## Provided information
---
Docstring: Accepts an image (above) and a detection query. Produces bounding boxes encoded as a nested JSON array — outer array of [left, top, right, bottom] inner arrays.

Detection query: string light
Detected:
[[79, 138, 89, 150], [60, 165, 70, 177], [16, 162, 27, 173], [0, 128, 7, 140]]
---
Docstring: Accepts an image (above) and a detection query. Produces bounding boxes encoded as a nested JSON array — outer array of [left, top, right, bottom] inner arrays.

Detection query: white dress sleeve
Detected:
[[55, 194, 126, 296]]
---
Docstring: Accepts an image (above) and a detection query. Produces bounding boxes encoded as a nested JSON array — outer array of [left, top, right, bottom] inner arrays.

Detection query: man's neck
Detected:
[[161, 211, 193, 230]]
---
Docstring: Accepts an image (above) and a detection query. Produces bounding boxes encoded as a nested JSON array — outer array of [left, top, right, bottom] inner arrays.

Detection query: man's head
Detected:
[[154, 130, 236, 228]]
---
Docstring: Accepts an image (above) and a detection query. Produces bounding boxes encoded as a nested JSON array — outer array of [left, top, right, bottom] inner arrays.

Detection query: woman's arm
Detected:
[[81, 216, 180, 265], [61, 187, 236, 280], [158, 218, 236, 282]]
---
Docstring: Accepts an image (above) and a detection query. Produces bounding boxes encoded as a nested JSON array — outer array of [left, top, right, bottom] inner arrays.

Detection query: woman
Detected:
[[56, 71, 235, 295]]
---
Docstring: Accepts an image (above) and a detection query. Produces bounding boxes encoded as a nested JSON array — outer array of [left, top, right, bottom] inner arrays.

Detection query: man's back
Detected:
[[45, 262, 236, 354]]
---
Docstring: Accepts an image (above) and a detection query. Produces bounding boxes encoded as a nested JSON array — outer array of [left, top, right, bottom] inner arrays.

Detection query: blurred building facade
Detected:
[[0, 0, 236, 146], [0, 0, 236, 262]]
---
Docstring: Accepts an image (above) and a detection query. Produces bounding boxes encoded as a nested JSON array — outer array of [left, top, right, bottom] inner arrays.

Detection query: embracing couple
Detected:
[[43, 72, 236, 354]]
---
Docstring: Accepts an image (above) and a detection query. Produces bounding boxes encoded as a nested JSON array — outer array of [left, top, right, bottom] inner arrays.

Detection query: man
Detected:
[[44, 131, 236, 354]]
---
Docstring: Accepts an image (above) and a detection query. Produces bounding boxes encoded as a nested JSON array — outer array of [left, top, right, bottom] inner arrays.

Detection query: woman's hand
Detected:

## Task to complete
Gather every line in the records above that holds the string "woman", copying each in full. Case counts.

## Task response
Detection query: woman's arm
Detection query: woman
Detection query: woman's hand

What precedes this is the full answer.